Cryptoharian – Bitcoin (BTC) yang merupakan mata uang kripto utama telah bergerak mencapai titik US$ 55.003. Dari data Coingecko, angka ini merupakan peningkatan 1,6 persen dalam kurun waktu 24 jam. Namun, apakah kenaikan ini akan disusul oleh penurunan lebih dalam, bahkan sinyal terjadinya crash besar?
Mari kita ulik lebih dalam terkait hal ini dari sisi pandang seorang analis bernama Michael van de Poppe. Sebagaimana diketahui, Poppe merupakan salah satu analis populer di kalangan komunitas kripto, dan memiliki jam terbang yang luar biasa di dunia investasi serta trading.
Dalam postingannya di media sosial X, Poppe menjelaskan bahwa ada ketakutan di kalangan investor menyusul koreksi sebesar 26 persen Bitcoin dari harga tertingginya di bulan Maret. Menurutnya, investor khawatir kemungkinan terjadinya crash dalam waktu dekat.

##############################

**Tugas yang Dikerjakan**
(1) Menurut teks tentang Bitcoin, berapa persen koreksi Bitcoin dari harga tertingginya di bulan Maret?
(2) Teruskan teks tentang Bitcoin mulai dari kalimat terakhirnya.
Baris-baris data tidak ada hubungannya dengan hal ini.

##############################

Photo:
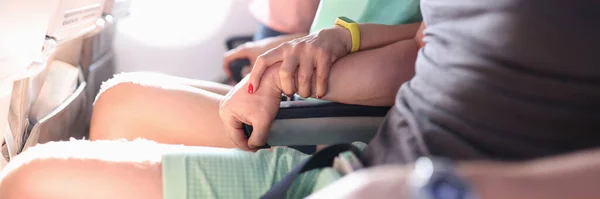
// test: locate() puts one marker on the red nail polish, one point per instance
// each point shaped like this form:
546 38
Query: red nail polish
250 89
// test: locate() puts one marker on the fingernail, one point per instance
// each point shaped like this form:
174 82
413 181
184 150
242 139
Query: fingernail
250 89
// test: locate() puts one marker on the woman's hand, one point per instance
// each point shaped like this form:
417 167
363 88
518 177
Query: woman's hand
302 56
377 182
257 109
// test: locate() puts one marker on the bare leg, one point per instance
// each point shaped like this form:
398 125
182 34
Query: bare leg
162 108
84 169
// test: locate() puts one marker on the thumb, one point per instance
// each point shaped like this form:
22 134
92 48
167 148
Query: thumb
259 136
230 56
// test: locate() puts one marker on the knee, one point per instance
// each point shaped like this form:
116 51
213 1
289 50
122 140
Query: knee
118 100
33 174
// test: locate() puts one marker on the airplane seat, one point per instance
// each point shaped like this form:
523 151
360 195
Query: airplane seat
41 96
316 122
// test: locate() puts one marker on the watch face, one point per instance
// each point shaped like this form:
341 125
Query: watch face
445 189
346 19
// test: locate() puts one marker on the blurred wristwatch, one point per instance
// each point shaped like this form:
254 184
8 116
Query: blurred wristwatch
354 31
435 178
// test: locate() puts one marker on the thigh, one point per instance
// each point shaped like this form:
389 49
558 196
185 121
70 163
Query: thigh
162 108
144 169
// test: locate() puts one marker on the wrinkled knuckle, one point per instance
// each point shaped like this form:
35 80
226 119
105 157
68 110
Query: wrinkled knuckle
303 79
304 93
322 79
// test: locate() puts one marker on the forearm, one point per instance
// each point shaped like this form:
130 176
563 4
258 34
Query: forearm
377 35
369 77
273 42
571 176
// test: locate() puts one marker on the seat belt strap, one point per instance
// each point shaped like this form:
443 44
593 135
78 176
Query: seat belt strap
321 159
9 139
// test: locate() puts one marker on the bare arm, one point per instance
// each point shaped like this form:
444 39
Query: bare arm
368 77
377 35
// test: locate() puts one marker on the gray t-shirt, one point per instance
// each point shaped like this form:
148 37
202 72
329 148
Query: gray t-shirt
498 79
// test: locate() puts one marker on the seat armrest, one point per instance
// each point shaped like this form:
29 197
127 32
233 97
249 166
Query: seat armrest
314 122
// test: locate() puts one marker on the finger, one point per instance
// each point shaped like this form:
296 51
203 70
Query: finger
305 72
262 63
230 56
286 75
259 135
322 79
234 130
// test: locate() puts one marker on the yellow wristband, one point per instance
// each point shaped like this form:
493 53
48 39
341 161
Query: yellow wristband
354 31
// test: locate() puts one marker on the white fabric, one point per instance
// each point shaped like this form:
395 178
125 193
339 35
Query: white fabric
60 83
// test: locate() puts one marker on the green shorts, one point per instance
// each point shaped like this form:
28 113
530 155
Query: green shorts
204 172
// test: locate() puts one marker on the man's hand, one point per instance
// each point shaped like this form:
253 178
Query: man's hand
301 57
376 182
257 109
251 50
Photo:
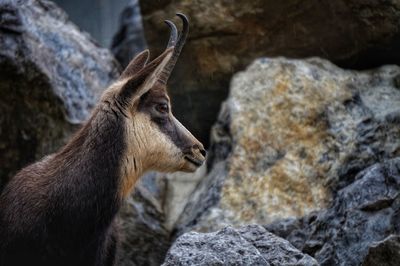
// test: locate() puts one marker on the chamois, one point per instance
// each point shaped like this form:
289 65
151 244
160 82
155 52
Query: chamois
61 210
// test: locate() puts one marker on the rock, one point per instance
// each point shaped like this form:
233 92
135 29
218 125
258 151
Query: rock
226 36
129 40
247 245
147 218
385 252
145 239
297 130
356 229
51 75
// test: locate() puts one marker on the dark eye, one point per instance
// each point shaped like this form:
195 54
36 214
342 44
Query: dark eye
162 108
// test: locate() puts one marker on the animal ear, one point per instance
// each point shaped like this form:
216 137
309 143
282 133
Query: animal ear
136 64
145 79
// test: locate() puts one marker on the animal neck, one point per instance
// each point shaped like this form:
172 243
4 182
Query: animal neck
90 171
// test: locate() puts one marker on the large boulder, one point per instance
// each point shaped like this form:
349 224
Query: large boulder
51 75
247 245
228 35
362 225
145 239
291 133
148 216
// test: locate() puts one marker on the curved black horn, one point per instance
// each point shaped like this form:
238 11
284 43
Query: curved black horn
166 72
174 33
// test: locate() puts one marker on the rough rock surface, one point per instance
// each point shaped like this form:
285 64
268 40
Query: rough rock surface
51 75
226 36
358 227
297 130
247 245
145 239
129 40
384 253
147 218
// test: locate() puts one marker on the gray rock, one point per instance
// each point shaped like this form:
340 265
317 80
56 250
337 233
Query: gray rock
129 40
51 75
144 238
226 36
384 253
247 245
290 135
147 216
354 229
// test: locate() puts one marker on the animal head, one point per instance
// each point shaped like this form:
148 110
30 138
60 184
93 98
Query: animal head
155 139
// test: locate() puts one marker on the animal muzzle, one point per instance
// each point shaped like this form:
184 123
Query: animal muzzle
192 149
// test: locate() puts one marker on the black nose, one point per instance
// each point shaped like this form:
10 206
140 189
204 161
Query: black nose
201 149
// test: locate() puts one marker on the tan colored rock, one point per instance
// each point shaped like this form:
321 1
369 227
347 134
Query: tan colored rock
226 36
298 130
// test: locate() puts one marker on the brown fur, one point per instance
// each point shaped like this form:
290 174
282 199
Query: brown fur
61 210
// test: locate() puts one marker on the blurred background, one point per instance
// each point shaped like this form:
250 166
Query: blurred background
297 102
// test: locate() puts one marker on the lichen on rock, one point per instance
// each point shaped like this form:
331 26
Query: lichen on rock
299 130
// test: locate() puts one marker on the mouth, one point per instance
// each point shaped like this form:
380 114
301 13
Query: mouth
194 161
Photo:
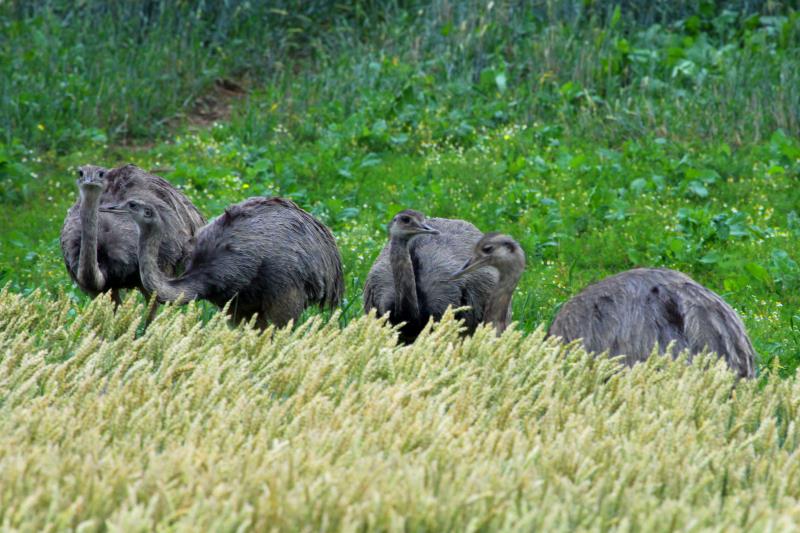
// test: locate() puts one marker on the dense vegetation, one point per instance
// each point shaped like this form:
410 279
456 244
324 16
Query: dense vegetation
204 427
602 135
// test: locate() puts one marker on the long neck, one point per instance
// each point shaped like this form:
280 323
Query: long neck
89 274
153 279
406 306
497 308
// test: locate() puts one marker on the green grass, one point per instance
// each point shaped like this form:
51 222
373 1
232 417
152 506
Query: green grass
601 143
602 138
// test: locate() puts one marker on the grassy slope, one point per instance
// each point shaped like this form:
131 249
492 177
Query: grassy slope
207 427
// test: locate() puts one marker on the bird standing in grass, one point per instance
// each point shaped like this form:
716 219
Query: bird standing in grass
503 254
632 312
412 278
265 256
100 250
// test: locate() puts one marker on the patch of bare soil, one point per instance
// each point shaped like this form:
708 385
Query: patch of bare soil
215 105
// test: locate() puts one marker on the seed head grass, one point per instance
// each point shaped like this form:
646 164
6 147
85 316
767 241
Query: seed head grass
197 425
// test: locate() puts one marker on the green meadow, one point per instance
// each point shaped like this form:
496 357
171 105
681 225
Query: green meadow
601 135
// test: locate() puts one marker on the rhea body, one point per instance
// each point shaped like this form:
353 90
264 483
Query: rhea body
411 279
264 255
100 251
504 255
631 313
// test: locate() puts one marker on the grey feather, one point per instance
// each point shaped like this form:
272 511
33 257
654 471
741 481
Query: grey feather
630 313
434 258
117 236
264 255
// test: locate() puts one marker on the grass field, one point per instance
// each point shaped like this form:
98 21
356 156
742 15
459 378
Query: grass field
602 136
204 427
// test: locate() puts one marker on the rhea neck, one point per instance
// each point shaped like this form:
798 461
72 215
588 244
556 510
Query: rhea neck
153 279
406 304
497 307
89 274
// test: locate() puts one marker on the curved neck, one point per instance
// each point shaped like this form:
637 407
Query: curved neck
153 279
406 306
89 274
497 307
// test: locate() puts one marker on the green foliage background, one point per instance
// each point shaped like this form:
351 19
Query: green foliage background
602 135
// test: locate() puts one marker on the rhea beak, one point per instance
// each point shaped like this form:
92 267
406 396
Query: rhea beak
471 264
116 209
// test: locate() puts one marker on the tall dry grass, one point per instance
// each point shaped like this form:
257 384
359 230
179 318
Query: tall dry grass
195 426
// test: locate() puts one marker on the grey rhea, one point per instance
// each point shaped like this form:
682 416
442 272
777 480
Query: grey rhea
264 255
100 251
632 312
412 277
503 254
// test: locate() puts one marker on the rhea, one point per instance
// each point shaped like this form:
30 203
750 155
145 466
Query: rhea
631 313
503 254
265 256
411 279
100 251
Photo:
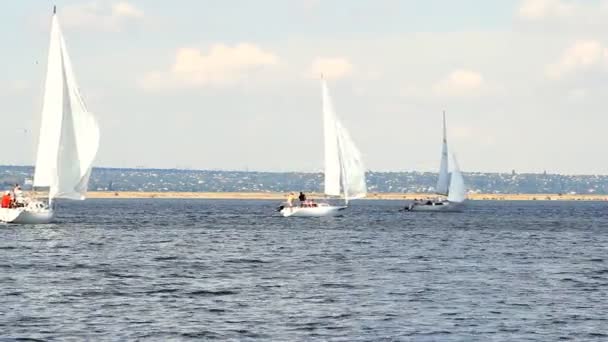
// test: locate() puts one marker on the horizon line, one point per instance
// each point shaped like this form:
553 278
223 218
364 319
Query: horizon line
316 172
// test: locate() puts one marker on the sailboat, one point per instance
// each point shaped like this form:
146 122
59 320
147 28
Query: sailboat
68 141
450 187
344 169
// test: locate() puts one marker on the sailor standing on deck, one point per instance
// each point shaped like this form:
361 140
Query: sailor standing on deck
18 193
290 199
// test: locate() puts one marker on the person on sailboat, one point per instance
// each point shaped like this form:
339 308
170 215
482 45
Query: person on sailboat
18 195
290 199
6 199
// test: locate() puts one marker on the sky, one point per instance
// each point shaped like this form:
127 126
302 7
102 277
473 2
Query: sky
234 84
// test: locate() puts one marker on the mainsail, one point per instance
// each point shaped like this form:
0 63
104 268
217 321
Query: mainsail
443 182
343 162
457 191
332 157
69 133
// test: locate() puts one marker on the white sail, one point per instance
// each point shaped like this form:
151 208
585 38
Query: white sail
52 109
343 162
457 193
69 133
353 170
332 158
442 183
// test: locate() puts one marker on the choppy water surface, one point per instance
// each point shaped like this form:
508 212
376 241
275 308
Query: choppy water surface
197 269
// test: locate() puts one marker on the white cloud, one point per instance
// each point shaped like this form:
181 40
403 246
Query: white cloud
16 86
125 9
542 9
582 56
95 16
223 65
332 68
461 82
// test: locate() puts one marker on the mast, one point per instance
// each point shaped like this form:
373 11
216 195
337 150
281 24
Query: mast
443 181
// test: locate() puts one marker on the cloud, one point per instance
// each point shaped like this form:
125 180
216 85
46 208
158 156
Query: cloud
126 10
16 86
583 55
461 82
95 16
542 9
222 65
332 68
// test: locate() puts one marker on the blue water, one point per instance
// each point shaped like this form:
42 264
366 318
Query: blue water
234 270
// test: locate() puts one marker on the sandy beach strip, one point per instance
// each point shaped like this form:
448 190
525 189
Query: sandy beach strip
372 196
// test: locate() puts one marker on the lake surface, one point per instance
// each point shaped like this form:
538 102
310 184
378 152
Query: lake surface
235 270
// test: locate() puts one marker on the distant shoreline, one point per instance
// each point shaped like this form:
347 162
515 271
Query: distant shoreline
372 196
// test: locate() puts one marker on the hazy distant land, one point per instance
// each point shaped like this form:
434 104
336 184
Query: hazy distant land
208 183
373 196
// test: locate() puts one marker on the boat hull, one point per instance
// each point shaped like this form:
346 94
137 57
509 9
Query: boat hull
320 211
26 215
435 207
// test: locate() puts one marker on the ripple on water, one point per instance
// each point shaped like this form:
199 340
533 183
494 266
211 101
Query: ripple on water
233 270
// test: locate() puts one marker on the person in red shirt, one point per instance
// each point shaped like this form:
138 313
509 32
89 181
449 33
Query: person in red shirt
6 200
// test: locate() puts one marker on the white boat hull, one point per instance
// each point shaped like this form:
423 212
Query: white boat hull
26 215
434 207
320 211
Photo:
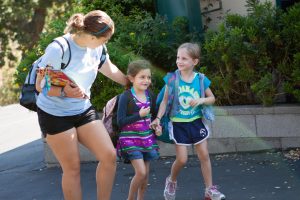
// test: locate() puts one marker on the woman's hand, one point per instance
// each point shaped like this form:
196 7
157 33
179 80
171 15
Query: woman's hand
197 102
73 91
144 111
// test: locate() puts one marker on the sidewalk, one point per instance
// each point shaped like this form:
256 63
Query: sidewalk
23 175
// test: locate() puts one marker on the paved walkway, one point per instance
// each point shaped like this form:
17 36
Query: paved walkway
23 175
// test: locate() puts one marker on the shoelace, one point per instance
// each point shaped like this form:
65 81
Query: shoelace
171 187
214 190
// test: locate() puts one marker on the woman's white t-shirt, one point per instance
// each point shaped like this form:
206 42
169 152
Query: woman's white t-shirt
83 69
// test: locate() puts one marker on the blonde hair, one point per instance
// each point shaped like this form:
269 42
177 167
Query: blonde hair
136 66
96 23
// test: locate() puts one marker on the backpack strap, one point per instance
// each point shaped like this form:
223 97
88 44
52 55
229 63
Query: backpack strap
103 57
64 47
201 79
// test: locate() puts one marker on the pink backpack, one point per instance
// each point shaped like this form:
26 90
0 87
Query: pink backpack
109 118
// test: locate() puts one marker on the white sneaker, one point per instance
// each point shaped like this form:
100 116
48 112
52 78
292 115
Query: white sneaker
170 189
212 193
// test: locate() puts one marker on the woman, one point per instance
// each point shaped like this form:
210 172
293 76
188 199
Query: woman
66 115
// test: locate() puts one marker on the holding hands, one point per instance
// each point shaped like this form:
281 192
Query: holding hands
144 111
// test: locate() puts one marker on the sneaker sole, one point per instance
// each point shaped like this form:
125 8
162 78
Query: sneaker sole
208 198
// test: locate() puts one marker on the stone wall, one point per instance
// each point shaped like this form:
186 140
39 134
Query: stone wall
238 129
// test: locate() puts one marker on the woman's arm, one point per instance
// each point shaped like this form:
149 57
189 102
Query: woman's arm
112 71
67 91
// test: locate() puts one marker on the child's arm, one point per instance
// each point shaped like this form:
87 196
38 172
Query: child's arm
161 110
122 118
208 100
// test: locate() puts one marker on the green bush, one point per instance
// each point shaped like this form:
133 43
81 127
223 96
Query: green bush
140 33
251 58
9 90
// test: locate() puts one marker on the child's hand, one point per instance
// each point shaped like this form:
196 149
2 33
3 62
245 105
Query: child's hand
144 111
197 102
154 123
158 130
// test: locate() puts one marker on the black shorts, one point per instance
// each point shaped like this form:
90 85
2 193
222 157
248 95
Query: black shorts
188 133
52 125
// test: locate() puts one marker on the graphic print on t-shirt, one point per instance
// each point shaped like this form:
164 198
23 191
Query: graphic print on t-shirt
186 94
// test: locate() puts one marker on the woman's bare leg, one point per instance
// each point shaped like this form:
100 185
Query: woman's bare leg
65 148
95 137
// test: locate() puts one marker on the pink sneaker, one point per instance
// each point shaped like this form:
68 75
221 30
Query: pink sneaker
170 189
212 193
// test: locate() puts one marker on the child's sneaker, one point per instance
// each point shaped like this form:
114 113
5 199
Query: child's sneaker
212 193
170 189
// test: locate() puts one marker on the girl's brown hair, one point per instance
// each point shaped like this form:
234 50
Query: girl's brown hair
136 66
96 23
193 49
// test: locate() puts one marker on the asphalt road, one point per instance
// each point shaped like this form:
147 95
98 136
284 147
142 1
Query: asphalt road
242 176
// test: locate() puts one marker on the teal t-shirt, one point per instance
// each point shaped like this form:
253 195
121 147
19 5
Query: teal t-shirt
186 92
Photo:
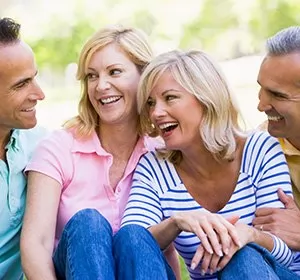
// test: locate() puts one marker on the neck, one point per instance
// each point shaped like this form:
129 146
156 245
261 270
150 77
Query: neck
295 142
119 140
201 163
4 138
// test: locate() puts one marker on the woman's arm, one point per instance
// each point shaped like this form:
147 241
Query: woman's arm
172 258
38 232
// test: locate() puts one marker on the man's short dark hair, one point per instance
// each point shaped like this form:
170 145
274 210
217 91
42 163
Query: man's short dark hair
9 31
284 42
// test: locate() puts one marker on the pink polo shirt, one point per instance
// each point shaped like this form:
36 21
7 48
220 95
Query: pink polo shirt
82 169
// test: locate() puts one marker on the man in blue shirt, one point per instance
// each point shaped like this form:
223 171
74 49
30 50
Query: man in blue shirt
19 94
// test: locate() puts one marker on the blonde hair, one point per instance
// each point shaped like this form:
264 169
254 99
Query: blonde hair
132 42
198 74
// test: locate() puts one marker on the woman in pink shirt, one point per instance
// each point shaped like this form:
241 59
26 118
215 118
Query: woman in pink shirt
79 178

##############################

**Jawaban Bernomor**
(1) 26 persen.

(2)
Akan tetapi, Poppe bersikap optimis dan menunjukkan bahwa Bitcoin masih berada di atas level support penting, yang berarti harga kemungkinan akan stabil di antara US$ 45.000 hingga US$ 50.000. Selain itu, indeks fear and greed pun juga menunjukkan angka 22, yang artinya banyak dari pemain takut akan kemungkinan turun lebih lanjut.
“Tapi saya menegaskan, Bitcoin tidak akan mengalami crash besar dalam waktu dekat. Penurunan 26 persen ini adalah koreksi yang normal dan biasa terjadi di pasar kripto,” ungkap Poppe.
Di samping itu, Poppe juga menekankan bahwa kondisi ekonomi saat ini masih mendukung pertumbuhan Bitcoin, terutama setelah masuknya dana dari ETF Bitcoin awal tahun.
Baca Juga: BitQuant Prediksi Bitcoin Bakal Capai US$ 140.000 Saat Penurunan Berakhir
“Kita juga bisa membandingkan kinerja Bitcoin dengan pasar saham AS (S&P 500). Meskipun Bitcoin turun 35 persen dibandingkan S&P 500, saya yakin ini adalah pola yang sudah pernah terjadi sebelumnya,” ujarnya.
Ia pun juga memperkirakan bahwa koreksi ini akan selesai ketika Bitcoin mencapai harga antara US$ 45.000 hingga US$ 50.000, seperti yang pernah terjadi di siklus sebelumnya.
Crash atau Koreksi Biasa
Meskipun banyak yang khawatir akan pergerakan Bitcoin, Poppe percaya bahwa penurunan ini hanyalah bagian dari siklus alami pasar kripto. Dia mengingatkan bahwa kondisi serupa pernah terjadi selama pandemi Covid-19. Pasalnya, selama pandemi tersebut faktor eksternal dan likuiditas tambahan membantu pasar untuk pulih.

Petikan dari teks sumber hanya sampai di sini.